AVAILABLE DATA:
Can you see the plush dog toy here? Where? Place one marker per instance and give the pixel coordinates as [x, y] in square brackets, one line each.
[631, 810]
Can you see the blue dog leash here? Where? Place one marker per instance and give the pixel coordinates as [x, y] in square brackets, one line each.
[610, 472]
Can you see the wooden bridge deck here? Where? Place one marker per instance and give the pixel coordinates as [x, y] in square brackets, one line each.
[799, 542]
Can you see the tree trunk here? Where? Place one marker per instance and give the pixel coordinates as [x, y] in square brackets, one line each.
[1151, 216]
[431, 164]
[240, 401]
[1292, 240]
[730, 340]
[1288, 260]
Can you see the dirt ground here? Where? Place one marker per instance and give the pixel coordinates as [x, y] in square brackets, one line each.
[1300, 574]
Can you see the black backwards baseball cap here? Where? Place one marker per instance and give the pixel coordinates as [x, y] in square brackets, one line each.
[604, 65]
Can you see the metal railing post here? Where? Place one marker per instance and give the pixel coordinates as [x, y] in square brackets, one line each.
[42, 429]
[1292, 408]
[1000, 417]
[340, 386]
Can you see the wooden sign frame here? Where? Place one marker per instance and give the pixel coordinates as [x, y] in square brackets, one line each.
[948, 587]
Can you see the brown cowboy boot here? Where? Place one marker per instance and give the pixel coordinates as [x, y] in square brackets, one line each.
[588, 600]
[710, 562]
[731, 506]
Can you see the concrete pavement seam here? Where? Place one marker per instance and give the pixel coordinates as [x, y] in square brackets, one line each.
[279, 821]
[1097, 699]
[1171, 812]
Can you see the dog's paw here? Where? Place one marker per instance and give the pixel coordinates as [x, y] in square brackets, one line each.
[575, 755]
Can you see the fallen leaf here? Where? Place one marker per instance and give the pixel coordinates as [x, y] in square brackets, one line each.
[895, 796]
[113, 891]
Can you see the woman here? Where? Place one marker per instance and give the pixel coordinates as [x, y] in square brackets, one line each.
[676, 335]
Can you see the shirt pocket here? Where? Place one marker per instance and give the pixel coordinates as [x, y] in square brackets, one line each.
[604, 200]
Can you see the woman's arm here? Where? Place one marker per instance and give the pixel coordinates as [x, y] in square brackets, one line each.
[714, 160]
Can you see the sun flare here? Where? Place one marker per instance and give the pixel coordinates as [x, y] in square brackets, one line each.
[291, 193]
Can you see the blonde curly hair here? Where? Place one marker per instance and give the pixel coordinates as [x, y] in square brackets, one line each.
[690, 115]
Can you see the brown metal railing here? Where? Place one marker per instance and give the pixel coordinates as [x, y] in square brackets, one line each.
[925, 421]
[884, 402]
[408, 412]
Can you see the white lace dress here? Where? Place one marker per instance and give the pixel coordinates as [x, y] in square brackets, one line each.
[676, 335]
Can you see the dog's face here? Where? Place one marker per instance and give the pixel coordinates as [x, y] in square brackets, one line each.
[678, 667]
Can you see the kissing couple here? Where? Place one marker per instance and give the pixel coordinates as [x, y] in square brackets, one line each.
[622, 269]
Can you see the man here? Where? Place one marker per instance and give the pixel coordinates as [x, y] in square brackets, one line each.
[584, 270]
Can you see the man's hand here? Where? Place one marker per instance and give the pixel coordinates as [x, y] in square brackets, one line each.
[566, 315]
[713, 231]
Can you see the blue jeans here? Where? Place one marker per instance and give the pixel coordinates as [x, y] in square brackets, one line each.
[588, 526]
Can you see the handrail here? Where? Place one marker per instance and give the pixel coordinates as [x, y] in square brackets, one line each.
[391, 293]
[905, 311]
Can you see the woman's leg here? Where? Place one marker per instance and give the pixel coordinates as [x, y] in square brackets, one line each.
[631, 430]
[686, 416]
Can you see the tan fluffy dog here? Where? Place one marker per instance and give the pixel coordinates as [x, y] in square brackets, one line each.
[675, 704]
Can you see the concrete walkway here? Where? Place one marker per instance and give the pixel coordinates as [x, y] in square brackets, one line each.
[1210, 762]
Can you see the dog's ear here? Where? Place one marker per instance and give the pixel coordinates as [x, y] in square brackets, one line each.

SET EXERCISE: Make an exact copy of all the data.

SOLUTION FOR THIS EXERCISE:
Can you see the plush dog toy here? Where? Place one marker per instance and give the pixel coordinates as [x, y] in square brackets, one line each.
[631, 810]
Can you see the blue dog leash here? Where? Place one marker per instance and give the pixel coordinates as [x, y] in square brackets, one line each.
[610, 472]
Can you see the wooden bridge deck here? Where? Place one marker per instance and give the pixel coordinates as [x, y] in square brackets, one line each.
[799, 542]
Can you see the tree trunk here? Where? Place one marker per instance and give the pixel coordinates as [x, y] in square brackets, one line each.
[1151, 216]
[431, 164]
[240, 401]
[1292, 240]
[730, 340]
[1288, 260]
Can you see the dirt ground here? Where? Place one marker per instance and give the pixel coordinates as [x, y] in square brackets, one line each.
[1300, 574]
Can you see the black backwards baseball cap here? Where? Place one marker per instance and give the pixel coordinates as [x, y] in square brackets, one line each.
[604, 65]
Can you see the metal railing post here? Where? Place one marker per instance and give the pixel coordinates as [x, y] in square brackets, one line each.
[42, 429]
[1292, 408]
[1000, 417]
[340, 386]
Can you see the wooden sign frame here? Where? Place one marker per instance and give the pixel coordinates as [x, y] in square brackets, one line each.
[948, 587]
Can you see the brown cowboy boot here? Where? Place one marker per instance and give the pixel coordinates as [x, y] in square brackets, one line each.
[588, 600]
[710, 562]
[731, 506]
Can you see the concrete pavement seam here? Where? Place one marker per instance and give the pixel coordinates as [x, y] in square brackets, one line each.
[279, 821]
[1097, 699]
[1171, 812]
Can you see the dog's paw here? Where? Place one marker per instance and give the pixel coordinates as [x, y] in square brackets, one line each.
[575, 755]
Can you see the fallen leaf here? Where? Place one marker per instance and give the pixel coordinates as [x, y] in square brackets, one line each.
[895, 796]
[113, 891]
Can you see the woman here? Where? Place one marker per instance and give the pixel coordinates as [x, y] in square brackets, one line each.
[676, 335]
Can you see the shirt pocket here? Where? Place one marker per instance and give the pixel coordinates as [x, y] in square brackets, one line each.
[604, 200]
Can you see the woman's arm here? Where? Place one marker per instance and give the pixel coordinates as [x, y] in square brackets, one line each.
[714, 160]
Can you see the sun flare here? Where? Place one marker per instance and give the pixel coordinates as [x, y] in square brackets, one line each.
[291, 193]
Can you see the blonde curly hair here? Where? Place one marker per instance and give the pixel coordinates as [x, y] in square brackets, one line each.
[690, 115]
Can you see the brown metal railing here? Where? Place one marker per instance and give the pixel coordinates as [x, y] in square brackets, one line each.
[925, 421]
[884, 402]
[408, 412]
Can you see the white lace dress here? Where? Place one marker per instance and give the pixel coordinates as [x, y] in square brackets, one line each.
[676, 335]
Can you see the dog's face here? Where? Place one marker per instance and give the pixel coordinates as [x, y] in square brackets, one line each.
[678, 667]
Can you see the kissing couple here? Where? Place one marker per instance and give the pixel coordinates as [x, y] in square brackets, one line each.
[622, 269]
Can you see the man here? Where? Place one marker per instance and give the pixel coordinates as [x, y] in square brackets, one line each.
[584, 270]
Can you see the man's hand here? Where? Place one marker per instance and give the pixel coordinates as [x, y] in square brackets, one line each.
[566, 315]
[713, 231]
Can you see the blue jeans here? Where? Place one marker per instance and give the pixel coordinates as [x, y] in square brackets, one line each.
[588, 526]
Can you see the handrail here? Where? Place one marker per instance and give the pixel coordinates as [x, y] in square brackets, one line each.
[391, 293]
[905, 311]
Can you see the woman's leg here? Where? Place one marker per instance and give the pixel coordinates as [x, y] in square brackets, one line each.
[631, 430]
[686, 416]
Can you see the tan fluffy dog here? Where? Place one marker per instance and give the pixel coordinates as [x, y] in square brackets, one line each.
[675, 704]
Can you see the concrete walkway here? Where? Place one marker per instance and give the pixel coordinates as [x, y] in square brackets, one line each.
[1210, 762]
Can you see the dog's ear here? Where? Place one marker per instance and give the pixel coordinates as [x, y] in square brackets, one line each.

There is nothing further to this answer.